(Records shown begins)

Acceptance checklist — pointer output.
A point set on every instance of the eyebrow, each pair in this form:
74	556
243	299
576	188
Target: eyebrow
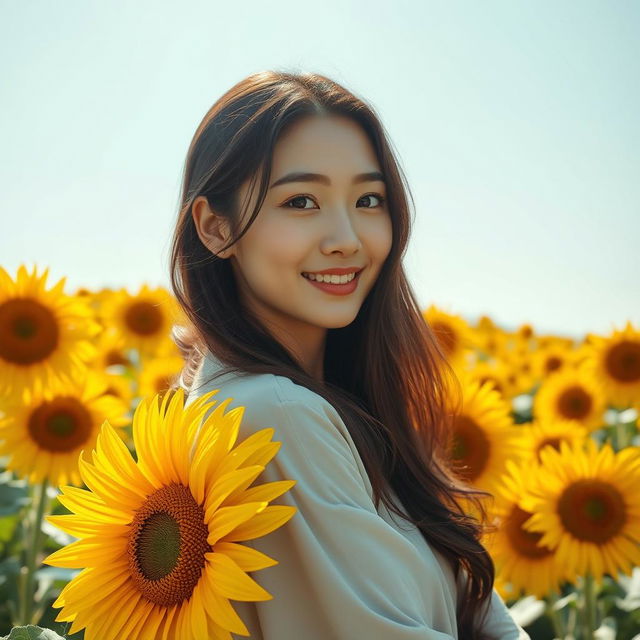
304	176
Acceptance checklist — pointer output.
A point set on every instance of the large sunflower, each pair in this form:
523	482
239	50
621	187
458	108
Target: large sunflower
615	361
585	503
44	334
143	319
571	394
44	431
455	336
160	540
523	565
484	436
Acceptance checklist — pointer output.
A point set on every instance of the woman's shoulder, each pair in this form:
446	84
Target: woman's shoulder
294	411
262	394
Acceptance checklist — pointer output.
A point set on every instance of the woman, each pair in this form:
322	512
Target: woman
341	365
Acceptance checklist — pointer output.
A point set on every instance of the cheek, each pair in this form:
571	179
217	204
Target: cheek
379	239
277	247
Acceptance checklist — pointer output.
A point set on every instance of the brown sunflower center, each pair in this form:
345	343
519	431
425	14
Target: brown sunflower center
447	337
162	383
623	361
60	425
592	510
552	363
491	379
167	544
28	331
526	331
115	356
524	542
554	442
470	448
144	318
574	403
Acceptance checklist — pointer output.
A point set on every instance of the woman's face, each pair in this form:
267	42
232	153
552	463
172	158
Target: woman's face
313	224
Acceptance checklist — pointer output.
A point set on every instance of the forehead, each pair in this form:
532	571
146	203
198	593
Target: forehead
327	144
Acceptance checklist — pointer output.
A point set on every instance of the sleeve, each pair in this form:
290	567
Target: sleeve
343	572
498	623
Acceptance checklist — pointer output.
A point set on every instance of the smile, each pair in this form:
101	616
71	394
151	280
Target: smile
348	285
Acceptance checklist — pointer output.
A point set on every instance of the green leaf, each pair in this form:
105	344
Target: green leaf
13	496
31	632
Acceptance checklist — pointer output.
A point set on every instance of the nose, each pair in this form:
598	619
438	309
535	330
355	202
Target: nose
340	234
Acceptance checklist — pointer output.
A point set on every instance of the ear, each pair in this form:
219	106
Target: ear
212	228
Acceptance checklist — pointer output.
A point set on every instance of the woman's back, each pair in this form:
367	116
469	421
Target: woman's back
345	569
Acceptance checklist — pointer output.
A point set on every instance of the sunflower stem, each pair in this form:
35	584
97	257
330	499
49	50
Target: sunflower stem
622	433
589	593
26	604
555	615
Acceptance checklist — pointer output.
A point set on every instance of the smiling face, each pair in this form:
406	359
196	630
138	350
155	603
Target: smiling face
310	226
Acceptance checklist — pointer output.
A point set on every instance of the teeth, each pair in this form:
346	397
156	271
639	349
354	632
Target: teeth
333	279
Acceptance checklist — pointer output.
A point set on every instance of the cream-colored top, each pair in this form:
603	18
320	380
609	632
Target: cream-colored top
345	571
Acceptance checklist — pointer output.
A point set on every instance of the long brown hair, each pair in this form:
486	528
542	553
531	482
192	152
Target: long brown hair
384	373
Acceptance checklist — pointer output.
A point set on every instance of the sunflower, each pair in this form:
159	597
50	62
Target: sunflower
571	394
484	436
158	375
143	319
44	333
585	503
454	335
549	433
554	357
521	377
112	352
160	545
44	430
615	361
494	372
521	561
489	338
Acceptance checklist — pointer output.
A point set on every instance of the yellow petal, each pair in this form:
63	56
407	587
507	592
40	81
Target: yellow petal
226	519
247	558
262	523
230	581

(Records shown ends)

● **What you have to do**
Your task is to repeat the material above exactly, without its pictures.

● **Written solution**
Acceptance checklist — pointer output.
A point set on every instance of the eyebrow, each pair in this form:
74	556
243	299
576	188
Target: eyebrow
304	176
Acceptance checklist — pointer output.
A point set on every instance of the large sunflower, each pair in this form:
523	482
239	50
621	187
458	108
Target: large sunflower
615	361
585	503
44	334
143	319
571	394
44	431
455	336
160	540
523	565
484	436
Acceptance checklist — pointer output.
A point set on every instance of the woman's shoulder, each pair in this form:
446	84
Target: woman's shoulder
294	411
262	394
Acceptance checklist — pointer output.
A point set on every instance of the woman, each pair in this form:
322	512
Target: woman
341	365
Acceptance checklist — pointer output.
A point set on every instance of the cheek, each pair in this form:
571	179
217	204
Target: cheek
379	239
277	247
Acceptance checklist — pointer output.
A point set on every instance of the brown sunflower center, each pair in this form:
345	343
519	431
425	14
Target: brown sunflower center
447	337
162	383
623	361
60	425
592	510
552	363
491	379
167	544
28	331
526	331
115	356
524	542
554	442
470	448
144	318
574	403
Acceptance checklist — pointer output.
A point set on every instance of the woman's face, each pair in this form:
267	42
232	153
552	463
172	158
Target: woman's face
313	224
Acceptance checklist — pointer output.
A point set on every instance of the forehead, each pair in this form:
532	571
146	203
198	593
Target: forehead
327	144
Acceptance checklist — pointer output.
A point set on every instance of the sleeve, each pair in this form:
290	567
Target: sleeve
343	572
498	623
Acceptance checklist — pointer output.
A point set on every instance of the smile, each pair in this form:
101	616
71	394
151	280
Target: smile
348	285
Acceptance checklist — pointer output.
A point set on every instance of the green leaf, each pair in this form:
105	344
Target: green leaf
13	496
31	632
Acceptance checklist — pointer output.
A point set on every instance of the nose, each pair in this form:
598	619
438	309
535	330
355	202
Target: nose
340	234
Acceptance checklist — pointer output.
A point set on every instance of the ear, each pair in this form:
219	106
Target: ear
212	228
Acceptance checklist — pointer output.
A point set on every instance of the woman's back, each pair in this form:
367	116
469	421
Target: woman's back
345	569
Acceptance checklist — pointer output.
A point set on every instance of the sunflower stem, each pair in this form:
35	584
97	257
330	499
49	50
Target: sunflower stem
622	433
589	593
26	604
555	615
Acceptance checklist — pointer output.
A point set on every instance of the smiling face, each pair in this form:
406	359
196	630
138	350
155	603
Target: smiling face
310	226
Acceptance checklist — pointer output.
A point set on every instance of the teeth, each pair in this form:
346	397
156	271
639	349
354	632
Target: teeth
333	279
Acceptance checklist — pointer output.
A point set on every instance of the cream-colored top, each pair in this form:
603	18
320	380
609	632
Target: cream-colored top
345	571
Acceptance checklist — pointer output.
A point set on every instance of the long brown hair, each pair in this form:
486	528
542	553
531	482
192	152
Target: long brown hair
384	373
Acceptance checklist — pointer output.
A point set on every instance of the sunflower, each pair in this form:
159	597
50	62
Target: sunflower
571	394
484	436
158	375
143	319
44	333
585	503
454	335
549	433
554	357
521	377
112	352
160	545
44	430
615	361
494	372
521	561
489	338
Acceptance checklist — pointer output.
A point set on every instance of the yellow petal, each pair in this form:
63	56
407	587
507	592
40	81
Target: yellow petal
226	519
247	558
262	523
230	581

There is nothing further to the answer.